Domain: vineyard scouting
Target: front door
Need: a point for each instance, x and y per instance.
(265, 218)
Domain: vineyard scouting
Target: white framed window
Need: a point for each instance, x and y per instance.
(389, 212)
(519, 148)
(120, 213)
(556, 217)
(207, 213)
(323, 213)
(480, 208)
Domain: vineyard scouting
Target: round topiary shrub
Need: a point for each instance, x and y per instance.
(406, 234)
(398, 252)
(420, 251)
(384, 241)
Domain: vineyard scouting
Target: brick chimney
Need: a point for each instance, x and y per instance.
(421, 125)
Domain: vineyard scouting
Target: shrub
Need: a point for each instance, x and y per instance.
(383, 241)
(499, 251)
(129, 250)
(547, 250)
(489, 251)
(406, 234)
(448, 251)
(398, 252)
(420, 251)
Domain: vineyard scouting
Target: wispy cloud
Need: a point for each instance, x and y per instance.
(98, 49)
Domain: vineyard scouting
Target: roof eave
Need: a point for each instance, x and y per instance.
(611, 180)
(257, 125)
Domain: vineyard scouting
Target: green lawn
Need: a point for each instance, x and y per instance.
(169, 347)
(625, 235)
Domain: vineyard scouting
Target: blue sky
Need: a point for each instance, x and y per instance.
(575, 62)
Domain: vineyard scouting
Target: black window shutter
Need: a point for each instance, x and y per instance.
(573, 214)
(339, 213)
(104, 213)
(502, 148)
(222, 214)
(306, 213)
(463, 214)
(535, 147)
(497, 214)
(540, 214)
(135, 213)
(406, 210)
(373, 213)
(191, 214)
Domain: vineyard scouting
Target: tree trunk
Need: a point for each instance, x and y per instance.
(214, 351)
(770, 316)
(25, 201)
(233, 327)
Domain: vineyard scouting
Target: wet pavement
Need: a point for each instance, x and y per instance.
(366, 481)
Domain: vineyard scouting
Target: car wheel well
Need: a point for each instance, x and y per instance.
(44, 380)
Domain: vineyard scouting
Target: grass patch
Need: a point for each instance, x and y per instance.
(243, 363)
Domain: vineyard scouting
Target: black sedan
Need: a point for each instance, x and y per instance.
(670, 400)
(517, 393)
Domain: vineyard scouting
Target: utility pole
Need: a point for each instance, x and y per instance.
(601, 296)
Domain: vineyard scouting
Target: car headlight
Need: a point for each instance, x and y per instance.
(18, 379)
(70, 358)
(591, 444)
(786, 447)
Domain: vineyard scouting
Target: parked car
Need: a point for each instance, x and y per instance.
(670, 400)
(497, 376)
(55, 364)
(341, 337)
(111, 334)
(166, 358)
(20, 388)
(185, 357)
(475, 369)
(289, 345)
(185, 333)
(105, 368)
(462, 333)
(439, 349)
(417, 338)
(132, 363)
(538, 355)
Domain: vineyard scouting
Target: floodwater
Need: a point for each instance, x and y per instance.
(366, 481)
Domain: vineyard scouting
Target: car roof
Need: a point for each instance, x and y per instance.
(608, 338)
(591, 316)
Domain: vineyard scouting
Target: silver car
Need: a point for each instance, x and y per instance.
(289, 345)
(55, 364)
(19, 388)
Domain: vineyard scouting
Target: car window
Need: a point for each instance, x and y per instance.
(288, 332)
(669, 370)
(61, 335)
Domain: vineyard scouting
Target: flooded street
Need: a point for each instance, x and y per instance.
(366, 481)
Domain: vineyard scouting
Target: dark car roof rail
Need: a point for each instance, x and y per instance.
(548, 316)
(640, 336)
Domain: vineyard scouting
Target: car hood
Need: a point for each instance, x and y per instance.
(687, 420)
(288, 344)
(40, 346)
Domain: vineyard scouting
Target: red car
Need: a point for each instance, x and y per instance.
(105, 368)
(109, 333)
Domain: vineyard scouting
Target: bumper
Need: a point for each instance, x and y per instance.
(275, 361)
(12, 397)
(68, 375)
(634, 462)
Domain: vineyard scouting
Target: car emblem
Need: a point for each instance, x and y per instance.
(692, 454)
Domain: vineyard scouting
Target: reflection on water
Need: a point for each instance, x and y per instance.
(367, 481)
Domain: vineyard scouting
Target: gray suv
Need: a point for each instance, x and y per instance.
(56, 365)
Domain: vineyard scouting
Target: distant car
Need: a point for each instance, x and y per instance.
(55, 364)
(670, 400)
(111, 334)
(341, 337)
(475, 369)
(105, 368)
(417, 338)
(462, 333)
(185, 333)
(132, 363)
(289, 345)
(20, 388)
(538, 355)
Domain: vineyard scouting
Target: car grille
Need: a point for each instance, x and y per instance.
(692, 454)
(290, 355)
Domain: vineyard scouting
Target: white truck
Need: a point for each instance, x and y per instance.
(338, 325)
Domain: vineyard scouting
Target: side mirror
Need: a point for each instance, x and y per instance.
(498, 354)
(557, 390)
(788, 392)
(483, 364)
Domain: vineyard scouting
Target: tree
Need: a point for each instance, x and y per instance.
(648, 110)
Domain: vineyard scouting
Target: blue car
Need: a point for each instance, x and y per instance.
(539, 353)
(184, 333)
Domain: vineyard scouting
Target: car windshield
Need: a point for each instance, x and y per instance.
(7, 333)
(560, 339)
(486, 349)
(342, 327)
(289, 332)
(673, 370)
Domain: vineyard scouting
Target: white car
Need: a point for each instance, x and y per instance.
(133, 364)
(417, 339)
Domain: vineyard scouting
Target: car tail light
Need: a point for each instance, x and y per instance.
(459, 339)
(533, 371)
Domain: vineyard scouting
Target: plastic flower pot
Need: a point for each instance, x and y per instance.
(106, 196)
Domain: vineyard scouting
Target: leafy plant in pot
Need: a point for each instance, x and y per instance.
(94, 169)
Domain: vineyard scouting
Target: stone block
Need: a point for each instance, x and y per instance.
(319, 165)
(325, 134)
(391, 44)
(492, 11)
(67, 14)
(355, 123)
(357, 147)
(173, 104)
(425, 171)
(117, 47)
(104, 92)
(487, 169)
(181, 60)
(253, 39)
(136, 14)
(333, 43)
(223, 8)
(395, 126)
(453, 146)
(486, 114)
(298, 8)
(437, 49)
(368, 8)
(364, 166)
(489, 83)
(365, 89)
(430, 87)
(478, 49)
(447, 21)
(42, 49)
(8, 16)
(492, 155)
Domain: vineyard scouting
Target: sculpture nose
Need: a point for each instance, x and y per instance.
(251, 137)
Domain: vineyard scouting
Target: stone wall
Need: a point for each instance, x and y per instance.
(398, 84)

━━━━━━━━━━

• SET PROBLEM: Extract every line of the records above that contains the word "black".

• CORRECT RESULT:
Target: black window shutter
Target: black sedan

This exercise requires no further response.